# TASK TO COMPLETE:
Every line of the records below from the line with "positive clicks: (105, 227) (107, 226)" up to and including the line with "positive clicks: (121, 232) (87, 245)" must be reproduced exactly, and no line outside that range.

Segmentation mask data
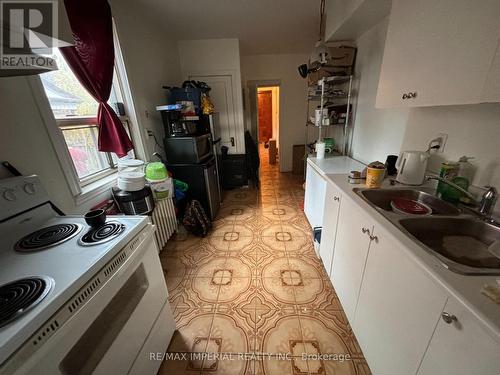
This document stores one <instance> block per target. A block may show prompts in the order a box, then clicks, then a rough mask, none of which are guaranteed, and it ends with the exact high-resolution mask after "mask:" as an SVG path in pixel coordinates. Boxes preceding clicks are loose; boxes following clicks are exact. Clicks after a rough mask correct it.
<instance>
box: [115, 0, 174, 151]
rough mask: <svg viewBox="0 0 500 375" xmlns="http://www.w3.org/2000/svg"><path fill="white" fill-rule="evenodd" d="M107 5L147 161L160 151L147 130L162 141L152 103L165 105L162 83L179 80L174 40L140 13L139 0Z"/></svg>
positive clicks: (167, 83) (147, 17) (159, 115)
mask: <svg viewBox="0 0 500 375" xmlns="http://www.w3.org/2000/svg"><path fill="white" fill-rule="evenodd" d="M111 7H112V11H113V18H114V20H115V26H116V30H117V33H118V38H119V40H120V44H121V50H122V53H123V59H124V63H125V67H126V70H127V75H128V81H129V84H130V88H131V91H132V94H133V99H134V105H135V111H136V113H137V115H138V122H139V125H140V127H141V129H142V130H143V134H142V135H143V139H144V141H145V146H146V155H145V157H146V159H148V160H149V159H150V158H151V155H152V153H153V152H154V151H157V152H160V153H163V151H162V150H161V148H159V147H158V146H157V145H156V144H155V141H154V139H153V138H152V137H151V138H148V137H147V130H152V131H154V133H155V135H156V138H157V140H158V142H159V143H160V145H162V143H163V141H162V140H163V137H164V129H163V123H162V120H161V116H160V113H159V112H157V111H156V106H158V105H161V104H166V94H165V90H164V89H162V86H163V85H168V86H173V85H179V84H180V83H181V82H182V79H181V70H180V62H179V52H178V48H177V43H176V42H175V41H174V40H173V39H169V37H168V34H165V33H164V32H163V26H162V25H159V24H156V23H155V18H154V17H146V16H145V15H144V14H142V13H143V8H142V6H141V4H140V2H137V1H134V0H111ZM139 15H140V16H139ZM162 146H163V145H162ZM153 158H154V157H153Z"/></svg>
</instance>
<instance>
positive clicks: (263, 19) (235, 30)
mask: <svg viewBox="0 0 500 375" xmlns="http://www.w3.org/2000/svg"><path fill="white" fill-rule="evenodd" d="M136 1H138V2H139V1H140V2H141V6H142V8H143V10H144V13H145V14H147V15H153V17H156V18H157V21H158V22H159V23H160V24H162V25H163V26H164V30H165V32H167V33H168V34H170V35H171V36H173V37H174V38H175V39H176V40H187V39H211V38H238V39H239V40H240V50H241V54H242V55H253V54H271V53H272V54H276V53H309V52H310V51H311V49H312V47H313V44H314V42H315V41H316V40H317V39H318V27H319V26H318V24H319V3H320V0H136Z"/></svg>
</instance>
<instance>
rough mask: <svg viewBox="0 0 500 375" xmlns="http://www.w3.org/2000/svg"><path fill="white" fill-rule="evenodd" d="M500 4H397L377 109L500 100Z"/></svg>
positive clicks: (386, 51)
mask: <svg viewBox="0 0 500 375" xmlns="http://www.w3.org/2000/svg"><path fill="white" fill-rule="evenodd" d="M499 14H500V1H498V0H476V1H471V0H439V1H435V0H418V1H415V0H393V3H392V10H391V15H390V20H389V28H388V31H387V37H386V42H385V51H384V57H383V62H382V69H381V73H380V81H379V86H378V92H377V101H376V107H377V108H390V107H419V106H438V105H454V104H474V103H481V102H496V101H500V92H499V91H500V90H499V89H500V51H499V50H498V49H499V48H500V47H499V42H500V17H499V16H498V15H499Z"/></svg>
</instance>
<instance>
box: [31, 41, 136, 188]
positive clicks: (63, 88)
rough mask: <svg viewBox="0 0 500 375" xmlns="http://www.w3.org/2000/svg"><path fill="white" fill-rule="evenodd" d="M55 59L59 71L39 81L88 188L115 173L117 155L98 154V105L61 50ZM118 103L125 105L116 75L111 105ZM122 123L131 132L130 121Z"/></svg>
mask: <svg viewBox="0 0 500 375" xmlns="http://www.w3.org/2000/svg"><path fill="white" fill-rule="evenodd" d="M54 55H55V56H54V58H55V59H56V61H57V65H58V67H59V70H56V71H53V72H49V73H44V74H42V75H40V78H41V81H42V84H43V87H44V89H45V94H46V95H47V99H48V100H49V103H50V107H51V109H52V112H53V114H54V117H55V119H56V122H57V125H58V127H59V129H60V130H61V133H62V135H63V137H64V140H65V142H66V145H67V147H68V151H69V154H70V156H71V159H72V161H73V165H74V166H75V170H76V172H77V174H78V180H79V181H80V186H85V185H88V184H90V183H92V182H94V181H96V180H98V179H101V178H103V177H105V176H108V175H110V174H112V173H114V172H115V171H116V167H117V161H118V158H117V157H116V155H115V154H112V153H108V152H100V151H99V150H98V144H97V139H98V127H97V118H96V116H97V108H98V103H97V102H96V101H95V100H94V98H92V96H91V95H90V94H89V93H88V92H87V90H86V89H85V88H84V87H83V86H82V85H81V84H80V82H79V81H78V79H77V78H76V76H75V75H74V74H73V72H72V71H71V68H70V67H69V65H68V64H67V63H66V61H65V60H64V57H63V55H62V54H61V53H60V52H59V50H57V49H55V51H54ZM118 102H123V98H122V95H121V89H120V85H119V82H118V79H117V74H116V71H115V74H114V75H113V87H112V90H111V95H110V99H109V104H110V105H111V106H112V107H114V105H115V103H118ZM121 119H122V122H123V124H124V126H125V128H126V130H127V132H129V129H128V120H127V119H126V118H121ZM129 135H130V134H129Z"/></svg>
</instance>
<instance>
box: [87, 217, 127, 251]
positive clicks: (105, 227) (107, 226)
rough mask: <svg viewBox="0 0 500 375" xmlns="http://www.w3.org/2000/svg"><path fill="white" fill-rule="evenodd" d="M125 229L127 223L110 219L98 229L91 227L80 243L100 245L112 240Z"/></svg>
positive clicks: (121, 232) (87, 245)
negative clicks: (125, 225)
mask: <svg viewBox="0 0 500 375" xmlns="http://www.w3.org/2000/svg"><path fill="white" fill-rule="evenodd" d="M124 230H125V225H123V224H120V223H118V222H116V221H108V222H107V223H106V224H104V225H102V226H100V227H99V228H96V229H90V230H89V231H88V232H87V233H85V234H84V235H83V236H82V238H80V240H79V243H80V245H83V246H92V245H98V244H101V243H103V242H107V241H111V240H112V239H113V238H115V237H117V236H119V235H120V234H121V233H123V231H124Z"/></svg>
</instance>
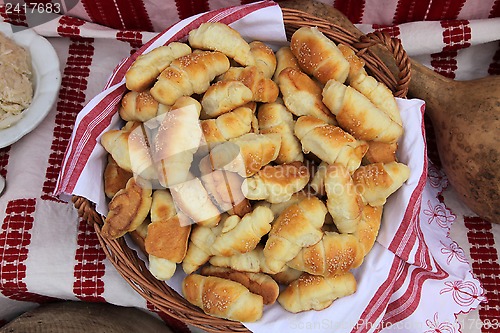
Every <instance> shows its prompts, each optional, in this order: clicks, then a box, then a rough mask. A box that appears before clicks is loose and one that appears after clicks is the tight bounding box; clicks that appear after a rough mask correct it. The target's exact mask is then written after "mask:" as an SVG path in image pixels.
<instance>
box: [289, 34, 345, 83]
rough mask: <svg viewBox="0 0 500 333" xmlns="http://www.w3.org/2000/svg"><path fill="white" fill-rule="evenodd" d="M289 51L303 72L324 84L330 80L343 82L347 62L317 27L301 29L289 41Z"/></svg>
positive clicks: (343, 57) (335, 45)
mask: <svg viewBox="0 0 500 333" xmlns="http://www.w3.org/2000/svg"><path fill="white" fill-rule="evenodd" d="M290 50H291V51H292V53H293V54H294V55H295V57H296V58H297V60H298V62H299V65H300V67H301V68H302V70H303V71H304V72H306V73H307V74H309V75H313V76H314V77H315V78H316V79H318V81H320V82H321V83H323V84H326V83H327V82H328V81H329V80H330V79H335V80H336V81H338V82H345V80H346V79H347V75H348V73H349V62H348V61H347V60H346V59H345V58H344V56H343V55H342V52H340V50H339V48H338V47H337V45H335V43H334V42H333V41H331V40H330V39H328V37H326V36H325V35H323V33H322V32H321V31H319V29H318V28H317V27H302V28H300V29H298V30H297V31H295V32H294V33H293V35H292V38H291V40H290Z"/></svg>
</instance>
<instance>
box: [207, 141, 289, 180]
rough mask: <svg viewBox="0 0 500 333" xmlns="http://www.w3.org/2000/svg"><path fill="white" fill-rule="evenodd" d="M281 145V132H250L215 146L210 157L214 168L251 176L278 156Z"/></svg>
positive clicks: (213, 167)
mask: <svg viewBox="0 0 500 333" xmlns="http://www.w3.org/2000/svg"><path fill="white" fill-rule="evenodd" d="M280 146H281V136H280V135H279V134H255V133H248V134H244V135H242V136H240V137H238V138H235V139H231V140H229V141H227V142H224V143H222V144H220V145H218V146H215V147H214V148H213V149H212V150H211V151H210V155H209V156H210V157H209V158H210V160H211V162H212V165H213V169H214V170H215V169H220V170H227V171H232V172H236V173H238V174H239V175H240V176H242V177H250V176H252V175H254V174H256V173H257V172H258V171H259V170H260V169H261V168H262V167H263V166H265V165H266V164H268V163H269V162H272V161H274V160H275V159H276V158H277V157H278V153H279V150H280Z"/></svg>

# ANSWER BOX:
positive clicks: (105, 227) (107, 226)
rough mask: <svg viewBox="0 0 500 375" xmlns="http://www.w3.org/2000/svg"><path fill="white" fill-rule="evenodd" d="M125 229L127 223L110 219L98 229L91 227L80 243L100 245L112 240Z"/></svg>
positive clicks: (121, 232) (87, 245)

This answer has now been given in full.